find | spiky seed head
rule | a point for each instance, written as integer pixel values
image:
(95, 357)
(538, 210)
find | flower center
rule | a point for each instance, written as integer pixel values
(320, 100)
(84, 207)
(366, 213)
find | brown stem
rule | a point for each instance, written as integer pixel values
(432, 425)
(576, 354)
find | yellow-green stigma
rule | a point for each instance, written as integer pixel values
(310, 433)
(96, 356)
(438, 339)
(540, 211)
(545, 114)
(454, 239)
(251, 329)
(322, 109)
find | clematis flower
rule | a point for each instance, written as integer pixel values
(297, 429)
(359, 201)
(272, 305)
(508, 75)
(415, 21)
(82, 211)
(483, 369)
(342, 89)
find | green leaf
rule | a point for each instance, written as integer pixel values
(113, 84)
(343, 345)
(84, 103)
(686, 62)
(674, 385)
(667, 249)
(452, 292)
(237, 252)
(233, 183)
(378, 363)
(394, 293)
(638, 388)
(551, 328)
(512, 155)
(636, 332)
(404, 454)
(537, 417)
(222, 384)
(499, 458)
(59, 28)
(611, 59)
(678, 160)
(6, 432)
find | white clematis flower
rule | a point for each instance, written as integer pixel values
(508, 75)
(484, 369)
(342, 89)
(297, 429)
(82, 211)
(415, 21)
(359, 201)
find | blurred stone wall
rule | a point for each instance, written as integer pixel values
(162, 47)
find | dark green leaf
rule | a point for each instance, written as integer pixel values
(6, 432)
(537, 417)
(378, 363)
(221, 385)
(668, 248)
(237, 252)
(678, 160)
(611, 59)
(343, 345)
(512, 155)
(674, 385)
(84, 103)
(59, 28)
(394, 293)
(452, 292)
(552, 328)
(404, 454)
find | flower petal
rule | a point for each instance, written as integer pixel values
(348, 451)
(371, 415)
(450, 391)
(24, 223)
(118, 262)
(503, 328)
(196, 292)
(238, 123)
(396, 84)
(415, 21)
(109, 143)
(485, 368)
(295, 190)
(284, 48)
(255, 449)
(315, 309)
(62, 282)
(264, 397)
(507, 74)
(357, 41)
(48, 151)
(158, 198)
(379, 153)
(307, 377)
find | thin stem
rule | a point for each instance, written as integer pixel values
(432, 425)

------

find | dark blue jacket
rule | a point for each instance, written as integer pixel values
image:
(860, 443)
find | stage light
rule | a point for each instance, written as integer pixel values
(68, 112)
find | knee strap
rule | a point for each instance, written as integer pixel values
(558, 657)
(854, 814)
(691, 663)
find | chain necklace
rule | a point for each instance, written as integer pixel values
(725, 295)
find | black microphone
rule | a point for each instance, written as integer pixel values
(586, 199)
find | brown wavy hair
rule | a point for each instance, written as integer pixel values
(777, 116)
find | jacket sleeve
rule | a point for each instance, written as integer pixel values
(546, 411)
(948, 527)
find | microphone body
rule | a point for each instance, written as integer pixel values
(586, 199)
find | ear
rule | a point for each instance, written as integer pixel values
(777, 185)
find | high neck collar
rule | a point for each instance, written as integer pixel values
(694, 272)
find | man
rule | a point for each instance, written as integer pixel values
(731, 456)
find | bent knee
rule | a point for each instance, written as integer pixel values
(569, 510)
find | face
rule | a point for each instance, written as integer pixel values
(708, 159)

------

## Your goal
Look through the entries and find each line that has the string "green". Copy those lines.

## Written response
find | yellow-green stigma
find | green leaf
find | dark green leaf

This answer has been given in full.